▸ **Short exercise**:
Render the material below as a JSON array of strings, with one string for each line and blank lines omitted.

▸ **The input**:

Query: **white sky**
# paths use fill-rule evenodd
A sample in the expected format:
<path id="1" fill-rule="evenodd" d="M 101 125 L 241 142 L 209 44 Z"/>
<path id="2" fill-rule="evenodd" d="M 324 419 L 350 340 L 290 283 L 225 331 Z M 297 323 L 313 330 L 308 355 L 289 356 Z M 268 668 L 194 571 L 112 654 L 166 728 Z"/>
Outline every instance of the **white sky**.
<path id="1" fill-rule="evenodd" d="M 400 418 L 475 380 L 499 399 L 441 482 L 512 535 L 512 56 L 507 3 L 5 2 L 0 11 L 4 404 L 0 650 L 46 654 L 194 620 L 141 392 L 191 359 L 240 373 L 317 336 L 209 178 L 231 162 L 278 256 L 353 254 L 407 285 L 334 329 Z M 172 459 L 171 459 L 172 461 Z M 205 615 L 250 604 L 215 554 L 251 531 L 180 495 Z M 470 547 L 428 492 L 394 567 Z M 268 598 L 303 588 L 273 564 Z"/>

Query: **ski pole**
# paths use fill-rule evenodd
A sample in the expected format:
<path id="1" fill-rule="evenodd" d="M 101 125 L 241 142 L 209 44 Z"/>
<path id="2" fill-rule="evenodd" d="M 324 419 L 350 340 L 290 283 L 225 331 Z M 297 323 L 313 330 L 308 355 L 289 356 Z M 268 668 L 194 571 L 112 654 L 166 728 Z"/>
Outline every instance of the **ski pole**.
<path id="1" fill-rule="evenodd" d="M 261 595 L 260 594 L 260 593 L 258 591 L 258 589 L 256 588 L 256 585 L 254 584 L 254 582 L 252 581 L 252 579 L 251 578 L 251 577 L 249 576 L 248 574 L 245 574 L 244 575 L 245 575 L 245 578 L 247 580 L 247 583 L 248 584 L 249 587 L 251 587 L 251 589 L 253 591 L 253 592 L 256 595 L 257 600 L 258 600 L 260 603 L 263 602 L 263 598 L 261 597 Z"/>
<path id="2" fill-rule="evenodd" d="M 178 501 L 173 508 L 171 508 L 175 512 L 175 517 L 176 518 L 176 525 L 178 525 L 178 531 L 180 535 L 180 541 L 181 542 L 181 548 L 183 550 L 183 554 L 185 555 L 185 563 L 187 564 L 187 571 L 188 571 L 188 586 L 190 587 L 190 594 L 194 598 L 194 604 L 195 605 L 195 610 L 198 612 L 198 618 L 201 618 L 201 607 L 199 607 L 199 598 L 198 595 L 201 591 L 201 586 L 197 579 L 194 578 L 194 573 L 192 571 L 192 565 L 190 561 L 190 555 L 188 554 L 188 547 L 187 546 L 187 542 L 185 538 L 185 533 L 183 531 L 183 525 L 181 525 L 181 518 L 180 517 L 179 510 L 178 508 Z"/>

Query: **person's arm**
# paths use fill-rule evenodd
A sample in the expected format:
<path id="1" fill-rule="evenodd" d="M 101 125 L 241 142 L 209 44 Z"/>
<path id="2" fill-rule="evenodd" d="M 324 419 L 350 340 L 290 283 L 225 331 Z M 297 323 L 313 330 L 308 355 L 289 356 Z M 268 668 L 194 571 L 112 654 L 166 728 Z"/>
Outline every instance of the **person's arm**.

▸ **Result**:
[
  "Query: **white sky**",
  "# paths use fill-rule evenodd",
  "A sample in the expected format:",
  "<path id=\"1\" fill-rule=\"evenodd\" d=\"M 101 125 L 241 142 L 209 44 Z\"/>",
  "<path id=\"2\" fill-rule=\"evenodd\" d=\"M 324 419 L 350 340 L 290 283 L 225 331 Z M 297 323 L 313 330 L 308 355 L 289 356 Z M 268 668 L 194 571 L 112 654 L 166 728 Z\"/>",
  "Outline every instance of the **white sky**.",
  "<path id=\"1\" fill-rule=\"evenodd\" d=\"M 400 418 L 475 380 L 499 399 L 441 482 L 512 535 L 512 56 L 507 3 L 5 2 L 0 11 L 4 404 L 0 650 L 46 654 L 194 620 L 141 392 L 191 359 L 240 373 L 317 336 L 209 178 L 231 162 L 278 256 L 353 254 L 407 285 L 334 329 Z M 172 459 L 171 459 L 172 461 Z M 205 615 L 250 604 L 215 554 L 251 531 L 180 495 Z M 470 547 L 428 492 L 394 567 Z M 268 598 L 303 588 L 273 564 Z\"/>",
  "Query: **ski pole**",
  "# paths use fill-rule evenodd",
  "A sample in the expected format:",
  "<path id=\"1\" fill-rule=\"evenodd\" d=\"M 101 125 L 241 142 L 209 44 Z\"/>",
  "<path id=\"2\" fill-rule=\"evenodd\" d=\"M 324 419 L 350 340 L 290 283 L 225 331 Z M 297 323 L 313 330 L 308 355 L 289 356 Z M 268 668 L 194 571 L 112 654 L 166 728 Z\"/>",
  "Outline every instance of the **ski pole**.",
  "<path id=\"1\" fill-rule=\"evenodd\" d=\"M 261 595 L 260 594 L 260 593 L 258 591 L 258 589 L 256 588 L 256 585 L 254 584 L 254 582 L 252 581 L 252 579 L 251 578 L 251 577 L 249 576 L 248 574 L 245 574 L 244 575 L 245 575 L 245 578 L 247 580 L 247 583 L 248 584 L 249 587 L 251 587 L 251 589 L 253 591 L 253 592 L 256 595 L 257 600 L 258 600 L 260 603 L 263 602 L 263 598 L 261 597 Z\"/>",
  "<path id=\"2\" fill-rule=\"evenodd\" d=\"M 178 501 L 173 508 L 171 508 L 175 512 L 175 517 L 176 518 L 176 525 L 178 525 L 178 531 L 180 535 L 180 541 L 181 542 L 181 548 L 183 550 L 183 554 L 185 555 L 185 563 L 187 564 L 187 571 L 188 571 L 188 586 L 190 587 L 190 594 L 194 598 L 194 604 L 195 605 L 195 610 L 198 612 L 198 618 L 201 618 L 201 607 L 199 607 L 199 598 L 198 595 L 201 591 L 201 586 L 197 579 L 194 578 L 194 573 L 192 571 L 192 565 L 190 561 L 190 555 L 188 554 L 188 547 L 187 546 L 187 542 L 185 538 L 185 533 L 183 531 L 183 525 L 181 525 L 181 518 L 180 517 L 179 510 L 178 508 Z\"/>",
  "Query: **person's arm**",
  "# paths use fill-rule evenodd",
  "A sample in the expected format:",
  "<path id=\"1\" fill-rule=\"evenodd\" d=\"M 101 125 L 241 142 L 209 44 Z\"/>",
  "<path id=\"2\" fill-rule=\"evenodd\" d=\"M 324 419 L 350 340 L 290 283 L 225 331 Z M 297 323 L 313 330 L 308 355 L 289 356 Z M 268 668 L 194 571 L 112 654 L 166 728 Z\"/>",
  "Outline every instance of the **person's arm**."
]